## Work required
Find each line in the records below that contains the word "horse". Copy all of those lines.

(Location identification entries)
⁂
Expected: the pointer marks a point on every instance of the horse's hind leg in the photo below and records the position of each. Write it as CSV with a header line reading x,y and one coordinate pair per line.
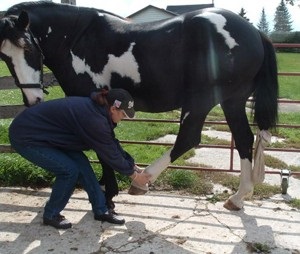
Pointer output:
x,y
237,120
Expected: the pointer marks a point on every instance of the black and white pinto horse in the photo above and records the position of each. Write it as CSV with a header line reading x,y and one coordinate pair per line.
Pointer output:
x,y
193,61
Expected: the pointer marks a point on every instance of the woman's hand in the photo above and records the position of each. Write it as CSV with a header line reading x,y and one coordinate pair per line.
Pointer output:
⁂
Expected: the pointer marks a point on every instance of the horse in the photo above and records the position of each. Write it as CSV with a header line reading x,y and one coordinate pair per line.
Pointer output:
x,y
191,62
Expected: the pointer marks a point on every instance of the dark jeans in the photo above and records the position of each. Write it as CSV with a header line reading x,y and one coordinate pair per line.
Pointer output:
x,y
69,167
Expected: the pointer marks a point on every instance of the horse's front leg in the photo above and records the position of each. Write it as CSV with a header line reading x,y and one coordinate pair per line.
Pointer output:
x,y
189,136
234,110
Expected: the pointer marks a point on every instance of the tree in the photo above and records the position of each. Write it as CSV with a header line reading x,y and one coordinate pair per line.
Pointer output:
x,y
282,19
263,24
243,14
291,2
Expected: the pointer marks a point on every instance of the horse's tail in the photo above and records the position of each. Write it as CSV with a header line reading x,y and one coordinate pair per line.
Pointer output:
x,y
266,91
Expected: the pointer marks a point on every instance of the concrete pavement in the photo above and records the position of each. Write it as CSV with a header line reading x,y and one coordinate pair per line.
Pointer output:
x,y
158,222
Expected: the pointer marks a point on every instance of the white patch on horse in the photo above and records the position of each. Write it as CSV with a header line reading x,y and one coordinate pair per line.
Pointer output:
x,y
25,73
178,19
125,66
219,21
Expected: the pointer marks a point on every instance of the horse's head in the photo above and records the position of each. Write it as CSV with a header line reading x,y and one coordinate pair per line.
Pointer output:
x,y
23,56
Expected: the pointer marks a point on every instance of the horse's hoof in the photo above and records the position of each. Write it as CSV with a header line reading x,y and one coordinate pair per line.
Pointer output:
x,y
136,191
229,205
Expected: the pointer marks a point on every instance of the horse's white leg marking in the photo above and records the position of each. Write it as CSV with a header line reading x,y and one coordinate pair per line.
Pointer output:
⁂
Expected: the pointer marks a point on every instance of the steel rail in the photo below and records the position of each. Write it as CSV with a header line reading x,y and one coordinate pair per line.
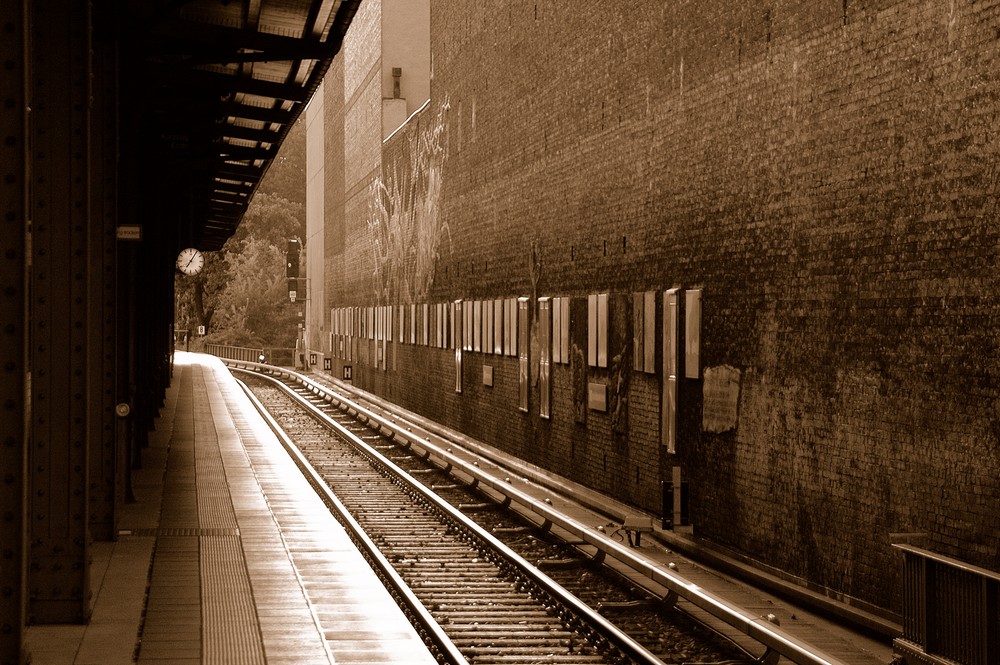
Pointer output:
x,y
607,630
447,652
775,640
⁂
## Output of the exercise
Expected: the pointer marks a point on every instance of the horse's hind leg in the photo below and records the position of each. Write it as CSV with a header line reading x,y and one coordinate pair per line.
Expected: the pointer marks a point on every instance of the black and white pinto horse in the photo above and records the position of each. Write it as CSV with a header line reading x,y and one coordinate pair per line.
Expected: the pointer marks a point on every instance of the horse in the photo above and records the position of each. Write it as CSV with a header line reading x,y and one coordinate pair per line.
Expected: the pointer marks a point on every instance of the horse's front leg in the photo above and records the position of each. Write it as CSV with a header line reading x,y and one coordinate pair per line.
Expected: the pointer marks a point on every instance of the horse's tail in the photo above and records the position of each. Write it as CSV with a header line reading x,y and one coordinate pair per line.
Expected: the pointer marks a point on every instance of the white patch on horse in the photo above and records the position of each. Write it as CSV with a header line reading x,y and one coordinate pair per line.
Expected: the pointer marks a point on every instance of the horse's head in the photo above and records the position of each. Write it as CSV with a header line reading x,y and one coordinate pair per line.
Expected: the pointer marks a point on every instance of the horse's hoof in the photo above and records the position of each. Write it as CSV with a header line reading x,y and one coordinate pair per line.
Expected: the pointer marks a point on every instance of the horse's white leg marking in the photo above and records the position of each. Write it as CSV with a header line reading x,y and one coordinate pair per line.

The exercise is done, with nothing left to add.